Goal: Show every line from the entries below that contains the string "tree". Case counts.

--- Start Data provided ---

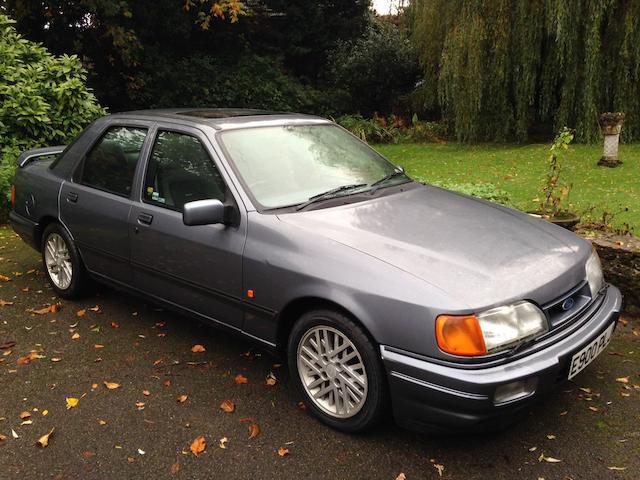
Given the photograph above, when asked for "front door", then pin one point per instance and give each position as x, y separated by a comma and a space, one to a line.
95, 206
198, 268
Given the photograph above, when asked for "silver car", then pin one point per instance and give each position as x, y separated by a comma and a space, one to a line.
384, 294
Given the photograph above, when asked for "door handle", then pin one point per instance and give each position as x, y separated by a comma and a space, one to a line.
145, 218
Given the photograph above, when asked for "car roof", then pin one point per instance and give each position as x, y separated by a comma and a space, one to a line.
224, 118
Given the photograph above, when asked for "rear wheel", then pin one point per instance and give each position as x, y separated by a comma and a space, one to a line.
62, 262
337, 370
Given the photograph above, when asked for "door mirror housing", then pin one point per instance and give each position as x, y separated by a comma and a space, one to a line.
203, 212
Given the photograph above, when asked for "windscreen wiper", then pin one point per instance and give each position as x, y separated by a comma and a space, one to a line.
378, 183
329, 194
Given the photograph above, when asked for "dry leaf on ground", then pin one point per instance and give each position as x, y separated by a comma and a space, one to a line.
227, 406
198, 446
283, 451
43, 441
254, 430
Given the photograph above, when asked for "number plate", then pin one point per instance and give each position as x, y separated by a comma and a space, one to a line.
588, 354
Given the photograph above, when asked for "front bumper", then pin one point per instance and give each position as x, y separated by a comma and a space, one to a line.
430, 396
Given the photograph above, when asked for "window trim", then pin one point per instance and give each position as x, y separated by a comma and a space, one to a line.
78, 172
229, 196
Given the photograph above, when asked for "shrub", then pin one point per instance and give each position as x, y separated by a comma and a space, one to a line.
43, 100
366, 130
486, 191
376, 69
248, 81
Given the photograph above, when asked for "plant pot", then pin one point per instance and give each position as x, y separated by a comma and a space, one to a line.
565, 219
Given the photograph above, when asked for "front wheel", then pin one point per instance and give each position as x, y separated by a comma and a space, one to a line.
338, 370
62, 262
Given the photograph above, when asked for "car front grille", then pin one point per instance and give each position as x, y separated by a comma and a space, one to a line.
568, 306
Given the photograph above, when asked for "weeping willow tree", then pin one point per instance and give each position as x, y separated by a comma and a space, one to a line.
496, 68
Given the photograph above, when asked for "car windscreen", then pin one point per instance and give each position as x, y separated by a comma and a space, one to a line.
286, 165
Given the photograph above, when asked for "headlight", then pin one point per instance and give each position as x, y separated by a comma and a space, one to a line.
489, 331
504, 326
594, 274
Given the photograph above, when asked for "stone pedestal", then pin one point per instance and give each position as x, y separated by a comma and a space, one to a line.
611, 125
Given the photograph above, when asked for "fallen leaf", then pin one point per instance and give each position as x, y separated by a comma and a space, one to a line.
227, 406
43, 441
198, 446
254, 430
542, 457
7, 345
283, 451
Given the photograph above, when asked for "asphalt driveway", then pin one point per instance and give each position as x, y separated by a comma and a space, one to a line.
126, 397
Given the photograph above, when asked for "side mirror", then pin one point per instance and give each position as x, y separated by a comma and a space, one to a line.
203, 212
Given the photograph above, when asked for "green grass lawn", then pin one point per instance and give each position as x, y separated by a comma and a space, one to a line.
518, 170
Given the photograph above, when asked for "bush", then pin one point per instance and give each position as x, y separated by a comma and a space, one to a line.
486, 191
249, 81
376, 69
43, 101
366, 130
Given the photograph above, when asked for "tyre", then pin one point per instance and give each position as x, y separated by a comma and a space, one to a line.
62, 263
337, 370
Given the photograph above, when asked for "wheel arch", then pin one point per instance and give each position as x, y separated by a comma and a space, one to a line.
298, 306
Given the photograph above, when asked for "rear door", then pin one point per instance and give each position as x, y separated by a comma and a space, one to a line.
196, 267
95, 206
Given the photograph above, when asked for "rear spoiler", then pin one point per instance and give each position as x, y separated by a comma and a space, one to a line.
30, 155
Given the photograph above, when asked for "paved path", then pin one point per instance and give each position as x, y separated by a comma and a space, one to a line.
590, 425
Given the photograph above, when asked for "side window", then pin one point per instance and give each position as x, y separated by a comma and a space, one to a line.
111, 163
181, 171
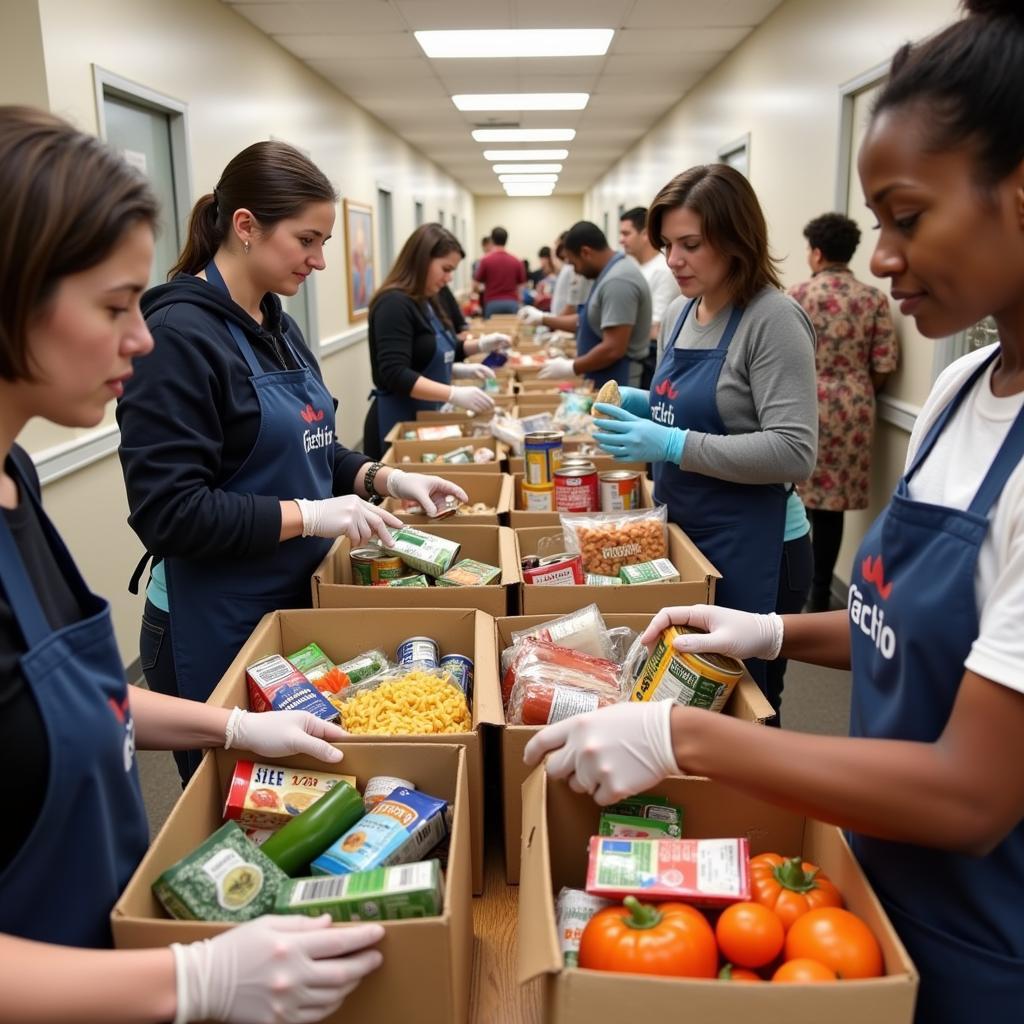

--- End Data provided ---

Solution to the exercise:
Given the photograph above, when asked for "weeping willow tree", then pin one point per instance and give each position as x, y separated by a comma and a space, one to a line.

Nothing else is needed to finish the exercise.